━━━ PAGE TEXT ━━━

You’re on the ML Platform team at MercuryMart, a global e-commerce marketplace with 35M monthly active users and ~120M active SKUs. A new regulatory policy in the EU requires the company to correctly classify products into a restricted set of 42 compliance categories (e.g., medical devices, children’s products, lithium batteries) to drive downstream workflows: listing eligibility, shipping restrictions, and mandatory disclosures.
Misclassification has real cost: false negatives can trigger regulatory fines and forced delistings, while false positives reduce seller revenue and harm trust. The business wants a model in production within 8 weeks, and the system must support near-real-time classification for newly created listings.
The key decision: use a pre-trained model (transfer learning) vs train a model from scratch. You must propose and justify an approach, including a plan to evaluate trade-offs and deploy safely.
Each listing has a title, description, and structured metadata. Labels come from a combination of seller-provided category + human review; label noise is non-trivial.

━━━

• EXERCISE A: In the MercuryMart scenario, how many compliance categories must products be classified into?
• EXERCISE B: According to the MercuryMart scenario, why is misclassification costly in both directions?
The records play no part in the work here.

━━━ STUDY MATERIAL ━━━

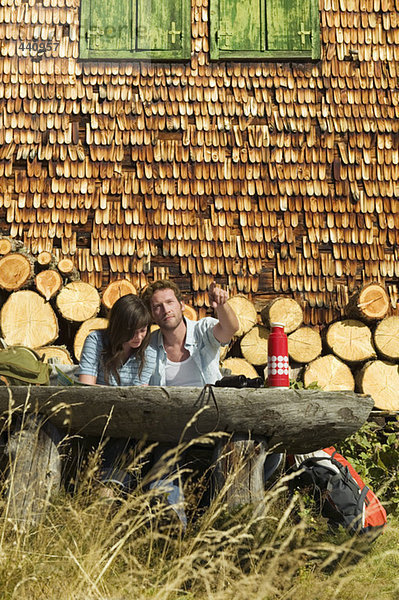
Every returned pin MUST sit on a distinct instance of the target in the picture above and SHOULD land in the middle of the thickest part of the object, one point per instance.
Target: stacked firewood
(44, 302)
(358, 352)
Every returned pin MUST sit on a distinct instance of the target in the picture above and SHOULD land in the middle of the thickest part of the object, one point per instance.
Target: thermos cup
(278, 368)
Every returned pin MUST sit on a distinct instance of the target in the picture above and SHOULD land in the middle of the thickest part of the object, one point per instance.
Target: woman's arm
(90, 359)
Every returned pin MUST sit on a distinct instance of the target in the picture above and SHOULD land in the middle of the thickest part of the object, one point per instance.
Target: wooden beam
(297, 421)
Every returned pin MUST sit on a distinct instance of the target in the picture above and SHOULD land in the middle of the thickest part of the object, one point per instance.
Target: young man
(187, 354)
(187, 351)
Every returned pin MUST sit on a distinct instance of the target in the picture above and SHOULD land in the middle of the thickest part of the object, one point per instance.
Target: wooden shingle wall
(274, 178)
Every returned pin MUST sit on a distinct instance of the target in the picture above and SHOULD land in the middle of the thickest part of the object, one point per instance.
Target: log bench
(251, 421)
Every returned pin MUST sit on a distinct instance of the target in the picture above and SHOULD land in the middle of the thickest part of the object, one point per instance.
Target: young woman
(119, 355)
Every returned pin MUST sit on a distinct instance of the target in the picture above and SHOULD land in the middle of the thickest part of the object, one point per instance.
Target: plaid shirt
(202, 345)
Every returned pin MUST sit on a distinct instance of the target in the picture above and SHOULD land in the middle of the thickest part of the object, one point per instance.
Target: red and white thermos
(278, 368)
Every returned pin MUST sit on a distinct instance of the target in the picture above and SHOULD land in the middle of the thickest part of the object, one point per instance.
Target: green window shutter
(106, 28)
(289, 25)
(160, 25)
(264, 29)
(138, 29)
(240, 25)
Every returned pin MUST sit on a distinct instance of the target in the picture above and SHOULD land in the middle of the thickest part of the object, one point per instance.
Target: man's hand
(217, 296)
(228, 323)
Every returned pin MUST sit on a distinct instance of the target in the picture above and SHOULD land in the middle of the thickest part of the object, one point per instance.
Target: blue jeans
(169, 481)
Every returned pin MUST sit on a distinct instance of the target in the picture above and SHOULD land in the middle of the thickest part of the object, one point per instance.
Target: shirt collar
(190, 326)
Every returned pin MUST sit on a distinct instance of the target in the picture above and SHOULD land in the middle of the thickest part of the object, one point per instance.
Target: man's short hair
(160, 284)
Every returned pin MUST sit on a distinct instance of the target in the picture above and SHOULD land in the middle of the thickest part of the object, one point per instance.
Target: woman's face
(137, 339)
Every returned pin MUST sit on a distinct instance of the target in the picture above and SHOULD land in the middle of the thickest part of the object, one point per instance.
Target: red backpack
(343, 496)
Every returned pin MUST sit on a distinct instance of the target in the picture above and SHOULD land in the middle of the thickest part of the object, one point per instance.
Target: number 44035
(35, 46)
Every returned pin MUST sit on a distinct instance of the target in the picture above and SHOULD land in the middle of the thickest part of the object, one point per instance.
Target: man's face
(166, 309)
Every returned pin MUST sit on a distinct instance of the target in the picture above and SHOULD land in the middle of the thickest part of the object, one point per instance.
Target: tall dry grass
(85, 548)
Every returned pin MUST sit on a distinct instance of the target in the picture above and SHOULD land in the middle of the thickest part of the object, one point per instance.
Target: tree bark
(368, 304)
(115, 290)
(238, 471)
(239, 366)
(16, 271)
(386, 338)
(83, 332)
(329, 373)
(246, 313)
(46, 259)
(283, 310)
(254, 345)
(304, 345)
(380, 379)
(59, 354)
(350, 340)
(27, 320)
(48, 283)
(298, 421)
(34, 472)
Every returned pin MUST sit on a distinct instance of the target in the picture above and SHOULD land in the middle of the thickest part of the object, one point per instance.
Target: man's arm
(228, 321)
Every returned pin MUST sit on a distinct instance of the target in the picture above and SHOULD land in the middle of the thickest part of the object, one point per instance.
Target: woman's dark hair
(128, 314)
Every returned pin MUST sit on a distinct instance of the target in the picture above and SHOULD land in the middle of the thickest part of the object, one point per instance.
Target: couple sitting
(180, 353)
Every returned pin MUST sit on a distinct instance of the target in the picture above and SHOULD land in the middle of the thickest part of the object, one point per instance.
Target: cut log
(5, 246)
(329, 374)
(380, 380)
(34, 473)
(239, 366)
(83, 332)
(8, 245)
(350, 340)
(48, 283)
(239, 471)
(369, 304)
(246, 313)
(283, 310)
(27, 320)
(78, 301)
(304, 344)
(16, 271)
(45, 259)
(386, 337)
(115, 290)
(254, 345)
(224, 351)
(67, 268)
(58, 354)
(297, 420)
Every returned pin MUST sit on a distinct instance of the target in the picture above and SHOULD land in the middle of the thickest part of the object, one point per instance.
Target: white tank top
(185, 373)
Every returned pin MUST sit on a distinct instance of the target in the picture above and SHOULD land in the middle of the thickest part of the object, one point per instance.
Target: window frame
(310, 54)
(87, 53)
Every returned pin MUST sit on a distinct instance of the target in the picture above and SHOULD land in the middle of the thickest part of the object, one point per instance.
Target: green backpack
(20, 365)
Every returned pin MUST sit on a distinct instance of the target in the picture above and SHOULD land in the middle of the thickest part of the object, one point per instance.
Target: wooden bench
(251, 422)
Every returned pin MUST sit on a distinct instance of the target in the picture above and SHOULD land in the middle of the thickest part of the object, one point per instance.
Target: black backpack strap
(207, 395)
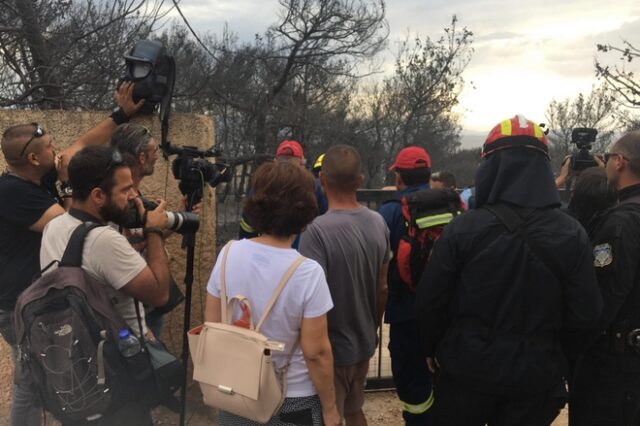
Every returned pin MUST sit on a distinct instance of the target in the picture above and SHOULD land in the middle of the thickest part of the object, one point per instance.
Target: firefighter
(505, 281)
(412, 169)
(606, 386)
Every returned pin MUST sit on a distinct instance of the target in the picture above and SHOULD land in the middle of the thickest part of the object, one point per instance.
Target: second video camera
(583, 137)
(180, 222)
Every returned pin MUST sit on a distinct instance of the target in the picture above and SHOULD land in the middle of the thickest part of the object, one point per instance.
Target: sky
(525, 53)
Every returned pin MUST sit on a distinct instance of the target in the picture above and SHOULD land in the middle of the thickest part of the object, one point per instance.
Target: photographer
(137, 141)
(29, 200)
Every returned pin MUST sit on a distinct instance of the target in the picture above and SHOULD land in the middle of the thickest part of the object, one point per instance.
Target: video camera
(583, 138)
(153, 74)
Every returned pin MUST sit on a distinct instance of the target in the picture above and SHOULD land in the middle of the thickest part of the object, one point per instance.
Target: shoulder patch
(602, 255)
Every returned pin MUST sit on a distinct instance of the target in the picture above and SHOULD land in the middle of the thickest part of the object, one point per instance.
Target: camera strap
(83, 216)
(515, 224)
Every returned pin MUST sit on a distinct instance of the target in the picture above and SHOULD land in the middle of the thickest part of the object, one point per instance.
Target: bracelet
(152, 230)
(119, 116)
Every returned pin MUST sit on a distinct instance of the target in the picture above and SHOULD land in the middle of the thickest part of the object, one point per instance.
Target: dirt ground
(381, 408)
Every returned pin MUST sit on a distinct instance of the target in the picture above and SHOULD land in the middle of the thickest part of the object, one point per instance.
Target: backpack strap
(73, 253)
(515, 223)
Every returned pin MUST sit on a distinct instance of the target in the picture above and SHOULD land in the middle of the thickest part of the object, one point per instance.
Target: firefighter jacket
(493, 314)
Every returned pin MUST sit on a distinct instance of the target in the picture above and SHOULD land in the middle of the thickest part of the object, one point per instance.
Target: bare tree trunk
(46, 75)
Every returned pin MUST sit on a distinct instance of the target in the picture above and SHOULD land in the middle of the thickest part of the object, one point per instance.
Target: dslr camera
(583, 137)
(180, 222)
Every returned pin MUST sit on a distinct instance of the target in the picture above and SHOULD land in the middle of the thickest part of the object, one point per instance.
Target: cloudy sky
(526, 53)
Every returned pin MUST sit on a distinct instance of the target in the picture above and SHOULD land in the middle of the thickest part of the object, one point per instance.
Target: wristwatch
(66, 190)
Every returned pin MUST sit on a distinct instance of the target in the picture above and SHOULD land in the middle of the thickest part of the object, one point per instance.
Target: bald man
(29, 200)
(351, 243)
(606, 384)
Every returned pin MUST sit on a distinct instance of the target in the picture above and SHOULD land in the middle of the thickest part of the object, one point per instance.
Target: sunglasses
(37, 133)
(608, 155)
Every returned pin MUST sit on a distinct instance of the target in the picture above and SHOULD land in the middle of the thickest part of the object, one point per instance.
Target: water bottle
(129, 344)
(138, 363)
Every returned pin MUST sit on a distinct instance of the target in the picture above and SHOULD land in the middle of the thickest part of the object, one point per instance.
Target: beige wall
(185, 129)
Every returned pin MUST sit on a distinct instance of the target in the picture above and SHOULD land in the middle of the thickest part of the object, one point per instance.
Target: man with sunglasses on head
(606, 384)
(29, 200)
(102, 191)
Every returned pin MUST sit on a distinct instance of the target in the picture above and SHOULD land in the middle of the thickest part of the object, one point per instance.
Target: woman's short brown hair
(283, 201)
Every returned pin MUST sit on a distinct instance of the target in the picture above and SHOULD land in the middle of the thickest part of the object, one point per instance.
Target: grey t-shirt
(351, 246)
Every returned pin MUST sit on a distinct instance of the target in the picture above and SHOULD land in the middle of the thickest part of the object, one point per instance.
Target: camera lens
(183, 222)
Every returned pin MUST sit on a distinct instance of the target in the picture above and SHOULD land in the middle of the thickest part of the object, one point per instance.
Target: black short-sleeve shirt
(22, 203)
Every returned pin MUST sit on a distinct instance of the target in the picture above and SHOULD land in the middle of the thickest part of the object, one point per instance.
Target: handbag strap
(223, 287)
(285, 279)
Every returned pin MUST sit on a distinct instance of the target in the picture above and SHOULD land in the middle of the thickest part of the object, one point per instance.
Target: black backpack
(425, 214)
(67, 333)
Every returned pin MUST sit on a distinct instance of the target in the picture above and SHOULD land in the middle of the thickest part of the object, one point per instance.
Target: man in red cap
(412, 169)
(505, 284)
(291, 151)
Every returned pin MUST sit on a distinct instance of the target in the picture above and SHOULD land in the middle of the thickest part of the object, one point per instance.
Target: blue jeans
(24, 412)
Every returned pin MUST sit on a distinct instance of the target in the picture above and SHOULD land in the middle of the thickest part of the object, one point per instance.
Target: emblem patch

━━━

• ANSWER SECTION A: 42 compliance categories.

• ANSWER SECTION B: False negatives can trigger regulatory fines and forced delistings. False positives reduce seller revenue and harm trust.